[Text to read]
═══

Now, instead of moving on textually/chronologically further within the Jenseits expanse, we shall proceed thematically, with yet another Nietzsche testimony to Stendhal the great psychologist. Here is Ecce Homo: “The Case of Wagner” #3.

“…And when I occasionally praise Stendhal as a deep psychologist, I have encountered professors at German universities who asked me to spell his name.”

With this last mention of Stendhal’s psychological brilliance I am ready to stop the flow of these particular illustrations. (Or am I? Yet another mention of Stendhal the psychologist will still come near the end of this entry!)

Our next topic is Stendhal the aesthete, and here we shall limit ourselves just to two Nietzschean passages. One is from the Genealogie de Moral: Third Essay, Section 6:

“Schopenhauer used the Kantian version of the aesthetic problem, although he did not view it with Kantian eyes. Kant thought he was honoring art, when among the predicates of beauty he emphasized those, which establish the honor of knowledge: impersonality and universality. This is not a place to inquire if it was a mistake; all I wish to stress is that Kant, like all philosophers, instead of seeing the aesthetic problem from the point of view of the artist, the creator, considered art and the beautiful purely from the point of view of the spectator, and unconsciously introduced spectator into the concept beautiful. It would not have been so bad had the spectator been sufficiently familiar to the philosophers of beauty, namely, as a great personal fact and experience. But I fear, the reverse has always been the case, so they have offered us definitions, in which a lack of experience reposes in the shape of a fat worm of error. ‘That is beautiful,’ proclaims Kant, ‘which gives us pleasure without interest.’ Without interest! Compare this with the definition once framed by a genuine spectator and artist Stendhal, who once called the beautiful “une promesse de bonheur.” He rejects the one point, which Kant has stressed: le desinteressement. Who is right? If our aestheticians rule in Kant’s favor that under the spell of beauty one can even view undraped female statues without interest, one may laugh a little at their expense. The experiences of artists are more interested,--- and Pygmalion was not necessarily an unaesthetic man.

═══

[Given data]
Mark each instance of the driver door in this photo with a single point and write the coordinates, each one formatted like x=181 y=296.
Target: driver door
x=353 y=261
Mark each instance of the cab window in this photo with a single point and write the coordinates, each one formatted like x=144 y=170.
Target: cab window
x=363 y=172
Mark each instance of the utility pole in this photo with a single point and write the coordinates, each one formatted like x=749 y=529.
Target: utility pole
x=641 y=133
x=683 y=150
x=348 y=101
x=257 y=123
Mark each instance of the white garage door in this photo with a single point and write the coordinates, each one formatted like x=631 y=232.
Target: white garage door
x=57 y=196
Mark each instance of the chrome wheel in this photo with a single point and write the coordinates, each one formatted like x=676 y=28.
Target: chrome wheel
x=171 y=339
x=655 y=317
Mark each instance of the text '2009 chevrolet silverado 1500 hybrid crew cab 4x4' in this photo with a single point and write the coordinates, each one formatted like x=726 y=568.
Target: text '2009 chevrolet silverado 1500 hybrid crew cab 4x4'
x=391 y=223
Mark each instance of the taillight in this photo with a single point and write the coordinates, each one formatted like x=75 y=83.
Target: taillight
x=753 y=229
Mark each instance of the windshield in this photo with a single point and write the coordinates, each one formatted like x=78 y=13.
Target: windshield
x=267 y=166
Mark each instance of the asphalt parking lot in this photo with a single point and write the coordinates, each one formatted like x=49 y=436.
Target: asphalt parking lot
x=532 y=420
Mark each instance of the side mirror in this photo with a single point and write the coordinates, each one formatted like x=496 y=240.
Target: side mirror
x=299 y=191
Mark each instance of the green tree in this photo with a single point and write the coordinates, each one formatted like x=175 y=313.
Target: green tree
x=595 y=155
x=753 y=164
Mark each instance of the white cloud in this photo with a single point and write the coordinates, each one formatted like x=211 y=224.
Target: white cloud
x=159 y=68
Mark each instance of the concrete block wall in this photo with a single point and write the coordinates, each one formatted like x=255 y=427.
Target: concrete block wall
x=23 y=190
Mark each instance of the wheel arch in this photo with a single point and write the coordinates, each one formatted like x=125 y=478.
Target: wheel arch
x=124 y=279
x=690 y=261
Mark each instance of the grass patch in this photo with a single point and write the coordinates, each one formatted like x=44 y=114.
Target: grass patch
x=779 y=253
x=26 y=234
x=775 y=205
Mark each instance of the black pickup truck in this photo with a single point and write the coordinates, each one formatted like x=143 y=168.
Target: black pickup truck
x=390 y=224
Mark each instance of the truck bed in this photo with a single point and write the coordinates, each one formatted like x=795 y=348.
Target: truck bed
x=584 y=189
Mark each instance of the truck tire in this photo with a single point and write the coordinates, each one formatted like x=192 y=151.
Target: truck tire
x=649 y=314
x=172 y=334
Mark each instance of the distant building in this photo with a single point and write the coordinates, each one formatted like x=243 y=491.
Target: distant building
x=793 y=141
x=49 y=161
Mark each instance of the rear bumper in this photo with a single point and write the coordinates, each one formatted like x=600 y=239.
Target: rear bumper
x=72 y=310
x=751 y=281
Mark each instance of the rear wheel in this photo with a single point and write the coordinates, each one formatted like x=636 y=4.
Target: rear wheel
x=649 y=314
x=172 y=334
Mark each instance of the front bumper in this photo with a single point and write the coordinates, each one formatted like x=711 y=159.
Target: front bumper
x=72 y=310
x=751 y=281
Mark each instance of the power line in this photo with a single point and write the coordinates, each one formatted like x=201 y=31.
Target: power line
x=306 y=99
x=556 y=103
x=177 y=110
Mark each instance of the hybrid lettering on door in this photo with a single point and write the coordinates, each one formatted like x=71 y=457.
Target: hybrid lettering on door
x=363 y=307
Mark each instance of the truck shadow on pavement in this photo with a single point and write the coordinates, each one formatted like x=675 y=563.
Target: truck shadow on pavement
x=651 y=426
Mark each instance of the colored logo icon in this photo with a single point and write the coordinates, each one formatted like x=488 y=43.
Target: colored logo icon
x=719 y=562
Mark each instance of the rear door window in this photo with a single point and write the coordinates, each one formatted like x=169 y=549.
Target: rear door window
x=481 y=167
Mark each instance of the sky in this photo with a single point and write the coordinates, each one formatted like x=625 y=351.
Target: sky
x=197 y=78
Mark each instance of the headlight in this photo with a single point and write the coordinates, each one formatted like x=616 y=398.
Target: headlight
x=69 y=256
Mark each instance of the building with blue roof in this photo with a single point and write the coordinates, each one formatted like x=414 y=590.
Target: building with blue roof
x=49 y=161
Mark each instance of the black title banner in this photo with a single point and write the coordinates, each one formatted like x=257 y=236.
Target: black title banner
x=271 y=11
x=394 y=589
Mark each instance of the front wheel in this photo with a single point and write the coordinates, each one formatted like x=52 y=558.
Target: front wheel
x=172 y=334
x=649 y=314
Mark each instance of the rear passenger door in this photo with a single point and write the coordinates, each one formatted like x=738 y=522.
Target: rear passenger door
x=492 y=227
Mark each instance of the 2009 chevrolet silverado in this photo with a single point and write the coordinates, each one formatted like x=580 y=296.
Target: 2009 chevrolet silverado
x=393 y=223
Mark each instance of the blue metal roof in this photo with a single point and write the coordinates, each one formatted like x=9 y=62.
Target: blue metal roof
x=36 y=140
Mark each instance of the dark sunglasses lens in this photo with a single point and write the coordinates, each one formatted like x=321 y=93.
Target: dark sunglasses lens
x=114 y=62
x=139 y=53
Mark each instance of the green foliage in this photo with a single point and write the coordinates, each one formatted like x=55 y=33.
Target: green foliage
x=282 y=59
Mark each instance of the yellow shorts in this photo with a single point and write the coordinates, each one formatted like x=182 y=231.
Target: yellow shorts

═══

[Aim of the exercise] Repeat word for word the part of the passage on Nietzsche and Stendhal starting with "With this last" and going on through "of this entry!)". The records are separate material with no connection to the passage on Nietzsche and Stendhal.

[Complete output]
With this last mention of Stendhal’s psychological brilliance I am ready to stop the flow of these particular illustrations. (Or am I? Yet another mention of Stendhal the psychologist will still come near the end of this entry!)